**Exercise instructions**
Will you output the entries below exactly, skipping every image they contain?

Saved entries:

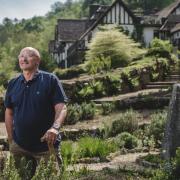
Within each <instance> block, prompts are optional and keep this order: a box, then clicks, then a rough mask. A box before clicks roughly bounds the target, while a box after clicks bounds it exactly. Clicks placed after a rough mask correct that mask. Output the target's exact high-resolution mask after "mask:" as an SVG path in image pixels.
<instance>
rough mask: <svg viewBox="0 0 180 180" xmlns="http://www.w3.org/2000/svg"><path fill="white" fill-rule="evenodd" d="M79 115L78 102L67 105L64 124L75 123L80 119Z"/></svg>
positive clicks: (74, 123)
mask: <svg viewBox="0 0 180 180" xmlns="http://www.w3.org/2000/svg"><path fill="white" fill-rule="evenodd" d="M81 117H82V109H81V106H80V105H79V104H77V103H75V104H74V105H72V104H70V105H68V107H67V116H66V120H65V124H75V123H76V122H78V121H79V120H80V119H81Z"/></svg>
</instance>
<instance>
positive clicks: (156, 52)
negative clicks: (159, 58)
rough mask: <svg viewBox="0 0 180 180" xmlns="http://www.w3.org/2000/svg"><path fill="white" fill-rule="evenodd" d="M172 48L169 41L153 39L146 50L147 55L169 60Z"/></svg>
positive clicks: (170, 44) (171, 50) (170, 43)
mask: <svg viewBox="0 0 180 180" xmlns="http://www.w3.org/2000/svg"><path fill="white" fill-rule="evenodd" d="M172 50H173V47H172V44H171V43H170V41H164V40H161V39H157V38H155V39H154V40H153V41H152V42H151V45H150V48H149V49H148V52H147V54H148V55H150V56H158V57H165V58H170V54H171V53H172Z"/></svg>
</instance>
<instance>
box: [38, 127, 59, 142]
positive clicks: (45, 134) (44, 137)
mask: <svg viewBox="0 0 180 180" xmlns="http://www.w3.org/2000/svg"><path fill="white" fill-rule="evenodd" d="M58 134H59V131H57V130H56V129H54V128H50V129H49V130H47V132H46V133H45V134H44V136H43V137H41V141H42V142H44V141H46V142H47V143H48V144H50V145H53V144H54V143H55V142H56V138H57V135H58Z"/></svg>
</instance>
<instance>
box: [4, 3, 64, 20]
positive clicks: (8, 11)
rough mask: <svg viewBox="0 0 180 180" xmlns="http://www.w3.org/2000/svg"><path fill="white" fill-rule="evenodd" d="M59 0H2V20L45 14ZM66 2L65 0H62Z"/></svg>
mask: <svg viewBox="0 0 180 180" xmlns="http://www.w3.org/2000/svg"><path fill="white" fill-rule="evenodd" d="M57 1H58V0H31V1H30V0H29V1H28V0H0V4H1V10H0V22H2V20H3V19H4V17H8V18H11V19H14V18H18V19H22V18H25V19H26V18H30V17H33V16H35V15H37V16H38V15H45V14H46V13H47V12H48V11H50V9H51V5H52V4H53V3H55V2H57ZM60 1H61V2H64V1H65V0H60Z"/></svg>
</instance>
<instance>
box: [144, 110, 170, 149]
mask: <svg viewBox="0 0 180 180" xmlns="http://www.w3.org/2000/svg"><path fill="white" fill-rule="evenodd" d="M166 119H167V112H166V111H163V112H157V113H155V114H153V115H152V116H151V124H150V126H149V127H148V128H147V129H146V130H147V135H148V136H153V137H154V139H155V143H156V145H157V146H158V147H160V145H161V142H162V139H163V136H164V129H165V122H166Z"/></svg>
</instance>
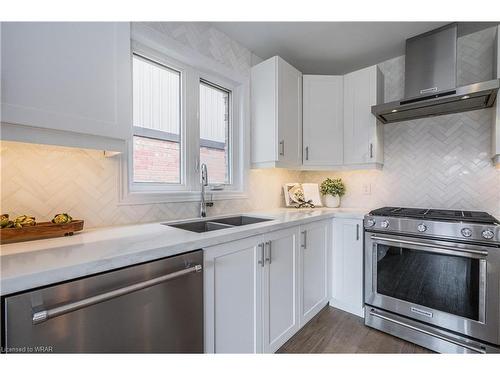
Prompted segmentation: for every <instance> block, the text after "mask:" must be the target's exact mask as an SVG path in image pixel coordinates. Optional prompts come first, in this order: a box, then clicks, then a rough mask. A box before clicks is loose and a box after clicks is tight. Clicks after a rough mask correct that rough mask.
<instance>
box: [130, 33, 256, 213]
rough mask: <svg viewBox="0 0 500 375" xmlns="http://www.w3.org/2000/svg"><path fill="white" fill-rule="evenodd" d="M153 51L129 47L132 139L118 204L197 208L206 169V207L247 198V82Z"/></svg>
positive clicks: (133, 47)
mask: <svg viewBox="0 0 500 375" xmlns="http://www.w3.org/2000/svg"><path fill="white" fill-rule="evenodd" d="M153 47H155V48H153ZM156 47H157V45H156V44H155V45H147V44H143V43H142V42H141V43H139V42H137V41H135V40H133V41H132V49H133V55H132V68H133V136H132V139H131V141H130V142H129V145H128V158H123V159H121V160H122V164H121V165H122V177H123V180H122V181H123V184H122V186H121V189H120V202H121V203H122V204H144V203H160V202H188V201H197V200H199V199H200V190H201V183H200V168H199V167H200V164H202V163H204V164H206V165H207V169H208V179H209V181H208V182H209V185H210V186H209V188H208V190H209V193H208V194H210V195H208V196H207V197H208V198H209V199H213V200H219V199H240V198H245V197H246V194H245V192H244V182H245V175H244V171H245V163H244V158H245V155H246V154H245V150H244V149H243V145H244V144H245V140H244V138H243V137H244V134H245V129H244V123H245V121H246V116H245V114H244V113H243V109H245V108H246V107H245V103H247V102H248V101H249V87H248V80H247V77H243V76H241V75H240V74H239V73H235V74H232V73H231V72H228V71H227V69H226V68H225V67H222V66H220V67H218V66H216V65H215V66H211V67H210V70H208V69H205V68H206V67H205V65H203V66H201V65H200V64H201V63H200V61H198V60H197V58H196V57H182V55H179V54H176V56H177V57H179V56H181V58H182V59H181V60H177V59H174V58H172V57H170V56H169V55H167V54H166V53H165V52H166V50H161V49H157V48H156ZM219 68H220V69H219Z"/></svg>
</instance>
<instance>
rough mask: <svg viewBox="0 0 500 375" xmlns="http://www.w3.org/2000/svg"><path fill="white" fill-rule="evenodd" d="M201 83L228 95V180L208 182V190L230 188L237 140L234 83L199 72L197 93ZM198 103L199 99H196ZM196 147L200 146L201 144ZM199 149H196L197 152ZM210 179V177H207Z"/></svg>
mask: <svg viewBox="0 0 500 375" xmlns="http://www.w3.org/2000/svg"><path fill="white" fill-rule="evenodd" d="M202 83H205V85H207V86H212V87H214V88H217V89H219V90H222V91H226V92H227V93H228V94H229V95H228V97H229V103H228V112H229V113H228V120H229V129H228V132H229V136H228V143H229V144H228V158H229V165H228V169H229V171H228V176H229V182H228V183H222V184H221V183H209V184H208V187H209V190H212V191H221V190H231V189H232V186H233V184H234V181H233V172H234V171H233V169H234V160H235V158H234V156H235V155H233V149H234V146H233V144H234V142H235V141H237V138H235V137H234V133H235V129H234V126H233V121H234V120H233V117H234V116H233V112H234V109H235V108H234V103H233V90H234V89H235V87H234V85H233V84H232V83H230V82H228V81H225V80H222V79H220V78H217V77H214V76H210V75H208V74H200V75H199V84H198V94H199V85H201V84H202ZM198 103H199V100H198ZM200 109H201V108H200V105H199V104H198V129H199V130H200V131H201V123H200ZM198 138H199V140H200V141H201V136H200V135H199V136H198ZM198 148H201V144H200V146H199V147H198ZM199 152H200V151H199V150H198V153H199ZM198 158H199V159H200V160H201V158H200V155H198ZM208 175H209V176H210V170H209V171H208ZM209 180H210V178H209Z"/></svg>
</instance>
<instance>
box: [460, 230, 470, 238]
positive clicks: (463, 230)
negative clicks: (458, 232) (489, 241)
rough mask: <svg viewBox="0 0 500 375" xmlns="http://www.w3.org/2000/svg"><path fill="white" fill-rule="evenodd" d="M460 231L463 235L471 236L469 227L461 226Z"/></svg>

**Output for this task**
Within each <instance> block, prompts are optional and keep this order: a box, then clicks, then a rough mask. A box before clicks roughly bounds the target, while a box after clicks bounds it exactly. Clicks placed after a rough mask correct that mask. Output the target's exact high-resolution mask after "mask:" as an SVG path in image pixels.
<instance>
rough mask: <svg viewBox="0 0 180 180" xmlns="http://www.w3.org/2000/svg"><path fill="white" fill-rule="evenodd" d="M79 115L78 102L67 105L64 124L75 123L80 119Z"/></svg>
positive clicks: (74, 123)
mask: <svg viewBox="0 0 180 180" xmlns="http://www.w3.org/2000/svg"><path fill="white" fill-rule="evenodd" d="M81 117H82V109H81V106H80V105H79V104H77V103H75V104H74V105H72V104H70V105H68V107H67V116H66V120H65V124H75V123H76V122H78V121H79V120H80V119H81Z"/></svg>
</instance>
<instance>
positive clicks: (156, 52)
negative clicks: (159, 58)
rough mask: <svg viewBox="0 0 180 180" xmlns="http://www.w3.org/2000/svg"><path fill="white" fill-rule="evenodd" d="M172 48L169 41L153 39L146 50L147 55L169 60Z"/></svg>
positive clicks: (170, 44) (171, 50) (170, 43)
mask: <svg viewBox="0 0 180 180" xmlns="http://www.w3.org/2000/svg"><path fill="white" fill-rule="evenodd" d="M172 50H173V47H172V44H171V43H170V41H164V40H161V39H157V38H155V39H154V40H153V41H152V42H151V45H150V48H149V49H148V52H147V54H148V55H150V56H158V57H165V58H170V54H171V53H172Z"/></svg>
</instance>
<instance>
box: [38, 127, 59, 142]
positive clicks: (45, 134) (44, 137)
mask: <svg viewBox="0 0 180 180" xmlns="http://www.w3.org/2000/svg"><path fill="white" fill-rule="evenodd" d="M58 134H59V131H57V130H56V129H54V128H50V129H49V130H47V132H46V133H45V134H44V136H43V137H41V141H42V142H44V141H46V142H47V143H48V144H50V145H53V144H54V143H55V142H56V138H57V135H58Z"/></svg>
</instance>
<instance>
box: [4, 3, 64, 20]
positive clicks: (8, 11)
rough mask: <svg viewBox="0 0 180 180" xmlns="http://www.w3.org/2000/svg"><path fill="white" fill-rule="evenodd" d="M59 0H2V20L45 14ZM66 2L65 0H62Z"/></svg>
mask: <svg viewBox="0 0 180 180" xmlns="http://www.w3.org/2000/svg"><path fill="white" fill-rule="evenodd" d="M57 1H58V0H31V1H30V0H29V1H28V0H0V4H1V10H0V22H2V20H3V19H4V17H8V18H11V19H14V18H18V19H22V18H25V19H26V18H30V17H33V16H35V15H37V16H38V15H45V14H46V13H47V12H48V11H50V9H51V5H52V4H53V3H55V2H57ZM60 1H61V2H64V1H65V0H60Z"/></svg>
</instance>
<instance>
box: [144, 110, 170, 149]
mask: <svg viewBox="0 0 180 180" xmlns="http://www.w3.org/2000/svg"><path fill="white" fill-rule="evenodd" d="M166 119H167V112H166V111H163V112H157V113H155V114H153V115H152V116H151V124H150V126H149V127H148V128H147V129H146V130H147V135H148V136H153V137H154V139H155V143H156V145H157V146H158V147H160V145H161V142H162V139H163V136H164V129H165V122H166Z"/></svg>
</instance>
Prompted segmentation: for every <instance> block, the text after "mask:" must be the target's exact mask as an SVG path in image pixel coordinates. Optional prompts come first, in this order: a box, then clicks, then a rough mask. A box before clicks is loose and a box after clicks is tight. Clicks after a rough mask correct that rough mask.
<instance>
box: [130, 33, 256, 213]
rough mask: <svg viewBox="0 0 500 375" xmlns="http://www.w3.org/2000/svg"><path fill="white" fill-rule="evenodd" d="M153 51L129 47L132 139L118 204L197 208L206 169V207L247 198V82Z"/></svg>
positive clicks: (133, 47)
mask: <svg viewBox="0 0 500 375" xmlns="http://www.w3.org/2000/svg"><path fill="white" fill-rule="evenodd" d="M153 47H155V48H153ZM156 47H157V45H156V44H155V45H147V44H143V43H142V42H141V43H139V42H137V41H135V40H133V41H132V49H133V55H132V68H133V136H132V139H131V141H130V142H129V145H128V158H123V159H121V160H122V164H121V165H122V177H123V180H122V181H123V184H122V186H121V189H120V202H121V203H122V204H144V203H160V202H188V201H197V200H199V199H200V190H201V183H200V168H199V167H200V164H202V163H204V164H206V165H207V169H208V179H209V181H208V182H209V185H210V186H209V188H208V190H209V193H208V194H210V195H208V196H207V197H208V198H209V199H213V200H219V199H240V198H245V197H246V194H245V192H244V182H245V175H244V171H245V163H244V158H245V155H246V154H245V150H244V149H243V145H244V144H245V140H244V138H243V137H244V134H245V129H244V123H245V121H246V116H245V114H244V113H243V109H245V108H246V107H245V103H247V102H248V101H249V87H248V80H247V77H243V76H241V75H240V74H239V73H235V74H232V73H231V72H228V71H227V69H226V68H225V67H222V66H220V67H218V66H216V65H215V66H211V67H210V70H208V69H205V68H206V67H205V65H203V66H201V65H200V64H201V63H200V61H198V60H197V58H196V57H182V55H179V54H176V56H177V57H179V56H181V58H182V59H181V60H177V59H174V58H172V57H170V56H169V55H167V54H166V53H165V52H166V50H161V49H157V48H156ZM219 68H220V69H219Z"/></svg>
</instance>
<instance>
rough mask: <svg viewBox="0 0 500 375" xmlns="http://www.w3.org/2000/svg"><path fill="white" fill-rule="evenodd" d="M201 83L228 95V180L208 182V190L230 188L237 140L234 83L199 72L197 93ZM198 103L199 99H196ZM196 147L200 146L201 144ZM199 149H196L197 152ZM210 179V177H207Z"/></svg>
mask: <svg viewBox="0 0 500 375" xmlns="http://www.w3.org/2000/svg"><path fill="white" fill-rule="evenodd" d="M202 83H205V85H207V86H212V87H214V88H217V89H219V90H222V91H226V92H227V93H228V94H229V95H228V97H229V103H228V112H229V113H228V120H229V129H228V132H229V136H228V143H229V144H228V158H229V165H228V169H229V171H228V176H229V182H228V183H222V184H221V183H209V184H208V187H209V190H212V191H221V190H231V189H232V186H233V184H234V181H233V172H234V171H233V169H234V160H235V158H234V156H235V155H233V149H234V146H233V144H234V142H235V141H237V138H235V137H234V133H235V129H234V126H233V121H234V120H233V117H234V116H233V112H234V109H235V108H234V103H233V90H234V89H235V87H234V85H233V84H232V83H230V82H228V81H225V80H222V79H220V78H217V77H214V76H210V75H208V74H200V75H199V84H198V94H199V85H201V84H202ZM198 103H199V100H198ZM200 109H201V108H200V105H199V104H198V129H199V130H200V131H201V123H200ZM198 138H199V140H200V141H201V136H200V135H199V136H198ZM198 148H201V144H200V146H199V147H198ZM199 152H200V151H199V150H198V153H199ZM198 158H199V159H200V160H201V158H200V155H198ZM208 175H209V176H210V170H209V171H208ZM209 180H210V178H209Z"/></svg>
</instance>
<instance>
box: [460, 230, 470, 238]
positive clicks: (463, 230)
negative clicks: (458, 232) (489, 241)
rough mask: <svg viewBox="0 0 500 375" xmlns="http://www.w3.org/2000/svg"><path fill="white" fill-rule="evenodd" d="M460 231L463 235L471 236L469 227L461 226Z"/></svg>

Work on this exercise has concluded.